* **EXTRAIT DU DOCUMENT**:

------------------------------------------------

Depuis 1997, un reclassement général de ces archives - qui n’ont peut-être pas toujours été traitées comme elles auraient dû l’être - a été entrepris, afin notamment de restituer l’ordre voulu par PMF, et des inventaires analytiques détaillés, permettant la recherche de mots-clefs en hypertexte, sont dressés.
2. Les fonds
2. 1. Le fonds Pierre Mendès France (567 boîtes)
Pour l’instant, le fonds le plus important est de très loin celui de Pierre Mendès-France, qui demeure sous-exploité (par exemple, aucune maîtrise ou thèse n’a été consacrée à l’économiste que fut PMF !), peut-être à cause de la dénomination trompeuse des « Å“uvres complètes » parues chez Gallimard. Ces archives intéressent surtout les chercheurs travaillant sur la décolonisation, le Parti radical, l’histoire de la gauche, et, bien évidemment, sur PMF.

------------------------------------------------

* **DONNÉES BRUTES**:
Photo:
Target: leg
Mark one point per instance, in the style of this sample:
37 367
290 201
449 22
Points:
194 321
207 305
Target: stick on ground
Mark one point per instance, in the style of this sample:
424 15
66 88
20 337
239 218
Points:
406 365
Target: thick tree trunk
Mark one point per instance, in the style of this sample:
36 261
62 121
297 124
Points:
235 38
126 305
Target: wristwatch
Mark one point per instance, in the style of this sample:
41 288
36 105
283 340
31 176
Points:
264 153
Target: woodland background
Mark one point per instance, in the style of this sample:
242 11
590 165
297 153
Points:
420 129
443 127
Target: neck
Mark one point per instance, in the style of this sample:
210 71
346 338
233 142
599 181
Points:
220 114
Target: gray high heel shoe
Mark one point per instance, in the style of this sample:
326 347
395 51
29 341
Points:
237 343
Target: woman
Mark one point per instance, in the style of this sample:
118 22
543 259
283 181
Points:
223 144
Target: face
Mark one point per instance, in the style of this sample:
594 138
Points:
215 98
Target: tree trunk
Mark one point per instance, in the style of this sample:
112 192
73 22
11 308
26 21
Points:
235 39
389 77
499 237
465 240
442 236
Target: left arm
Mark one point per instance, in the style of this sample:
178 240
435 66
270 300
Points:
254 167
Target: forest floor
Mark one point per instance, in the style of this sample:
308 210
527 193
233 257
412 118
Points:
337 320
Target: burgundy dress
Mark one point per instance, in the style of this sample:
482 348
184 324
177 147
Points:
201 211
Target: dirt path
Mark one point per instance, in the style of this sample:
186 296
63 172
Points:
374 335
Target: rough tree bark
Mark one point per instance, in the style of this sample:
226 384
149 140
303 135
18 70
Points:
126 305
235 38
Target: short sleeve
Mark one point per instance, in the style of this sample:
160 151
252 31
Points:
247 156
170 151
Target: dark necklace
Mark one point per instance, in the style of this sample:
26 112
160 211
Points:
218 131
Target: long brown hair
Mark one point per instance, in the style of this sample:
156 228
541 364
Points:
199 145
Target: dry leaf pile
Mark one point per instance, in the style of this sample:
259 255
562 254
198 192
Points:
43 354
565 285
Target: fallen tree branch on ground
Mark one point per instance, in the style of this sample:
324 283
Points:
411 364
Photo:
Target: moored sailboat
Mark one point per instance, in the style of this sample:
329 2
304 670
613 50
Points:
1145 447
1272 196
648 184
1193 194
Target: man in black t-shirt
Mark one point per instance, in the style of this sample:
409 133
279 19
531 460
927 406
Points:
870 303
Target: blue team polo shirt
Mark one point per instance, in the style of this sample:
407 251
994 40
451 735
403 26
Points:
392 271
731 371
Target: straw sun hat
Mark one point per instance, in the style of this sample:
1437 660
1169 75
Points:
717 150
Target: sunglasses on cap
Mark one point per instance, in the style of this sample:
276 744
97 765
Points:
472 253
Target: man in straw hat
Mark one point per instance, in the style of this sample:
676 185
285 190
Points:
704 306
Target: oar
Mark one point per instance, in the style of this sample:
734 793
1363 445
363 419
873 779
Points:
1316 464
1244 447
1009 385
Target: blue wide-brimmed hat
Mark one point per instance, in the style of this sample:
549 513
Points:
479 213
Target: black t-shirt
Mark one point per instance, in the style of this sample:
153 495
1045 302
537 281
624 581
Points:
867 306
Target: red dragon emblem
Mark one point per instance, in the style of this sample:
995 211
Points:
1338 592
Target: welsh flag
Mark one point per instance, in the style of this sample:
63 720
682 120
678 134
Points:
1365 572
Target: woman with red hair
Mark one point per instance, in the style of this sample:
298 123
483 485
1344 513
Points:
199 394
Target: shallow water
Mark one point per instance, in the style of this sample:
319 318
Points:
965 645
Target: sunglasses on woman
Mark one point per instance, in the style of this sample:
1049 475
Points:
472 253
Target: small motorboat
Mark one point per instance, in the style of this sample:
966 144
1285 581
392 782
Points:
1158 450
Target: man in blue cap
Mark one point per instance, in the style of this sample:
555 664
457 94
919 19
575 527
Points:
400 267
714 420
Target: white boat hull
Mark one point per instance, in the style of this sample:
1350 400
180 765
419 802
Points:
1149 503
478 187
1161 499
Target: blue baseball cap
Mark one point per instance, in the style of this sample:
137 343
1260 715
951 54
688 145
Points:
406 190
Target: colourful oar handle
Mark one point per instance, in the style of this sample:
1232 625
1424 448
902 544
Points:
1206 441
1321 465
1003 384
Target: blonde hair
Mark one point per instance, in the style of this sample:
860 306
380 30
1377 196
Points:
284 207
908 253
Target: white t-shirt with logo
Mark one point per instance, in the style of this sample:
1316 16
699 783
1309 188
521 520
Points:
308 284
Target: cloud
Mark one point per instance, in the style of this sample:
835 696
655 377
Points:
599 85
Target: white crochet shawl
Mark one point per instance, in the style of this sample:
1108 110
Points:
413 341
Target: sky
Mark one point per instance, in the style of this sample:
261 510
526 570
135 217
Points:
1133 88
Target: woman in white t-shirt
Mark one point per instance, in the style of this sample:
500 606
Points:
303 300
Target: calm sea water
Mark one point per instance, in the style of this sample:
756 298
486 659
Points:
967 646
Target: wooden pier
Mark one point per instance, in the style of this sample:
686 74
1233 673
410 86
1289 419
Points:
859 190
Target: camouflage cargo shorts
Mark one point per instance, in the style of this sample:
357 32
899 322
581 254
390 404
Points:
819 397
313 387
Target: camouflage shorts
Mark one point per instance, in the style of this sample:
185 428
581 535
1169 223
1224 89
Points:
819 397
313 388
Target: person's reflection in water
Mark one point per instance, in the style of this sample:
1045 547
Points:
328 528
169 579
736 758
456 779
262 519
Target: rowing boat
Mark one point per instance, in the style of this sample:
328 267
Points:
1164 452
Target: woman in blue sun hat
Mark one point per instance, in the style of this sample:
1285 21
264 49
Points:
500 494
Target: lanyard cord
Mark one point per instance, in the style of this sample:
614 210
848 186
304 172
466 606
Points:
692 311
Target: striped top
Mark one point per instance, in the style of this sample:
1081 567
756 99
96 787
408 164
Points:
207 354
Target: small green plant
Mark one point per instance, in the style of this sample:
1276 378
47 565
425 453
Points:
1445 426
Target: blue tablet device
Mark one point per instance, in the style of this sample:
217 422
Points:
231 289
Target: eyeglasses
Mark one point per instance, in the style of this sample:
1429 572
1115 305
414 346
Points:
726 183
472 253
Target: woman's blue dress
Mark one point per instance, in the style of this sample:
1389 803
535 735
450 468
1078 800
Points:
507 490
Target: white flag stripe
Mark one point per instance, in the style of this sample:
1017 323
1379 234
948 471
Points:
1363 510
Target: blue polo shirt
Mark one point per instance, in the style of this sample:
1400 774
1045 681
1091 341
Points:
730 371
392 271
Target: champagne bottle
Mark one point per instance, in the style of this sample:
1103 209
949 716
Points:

------------------------------------------------

* **EXERCICES**:
A. D'après l'extrait du document, combien de boîtes le fonds Pierre Mendès France contient-il ?
B. Relevez, dans l'extrait du document, tous les sujets sur lesquels travaillent les chercheurs que ces archives intéressent surtout.

* **CORRIGÉ**:
A. Le fonds Pierre Mendès France contient 567 boîtes.

B.
- la décolonisation
- le Parti radical
- l'histoire de la gauche
- PMF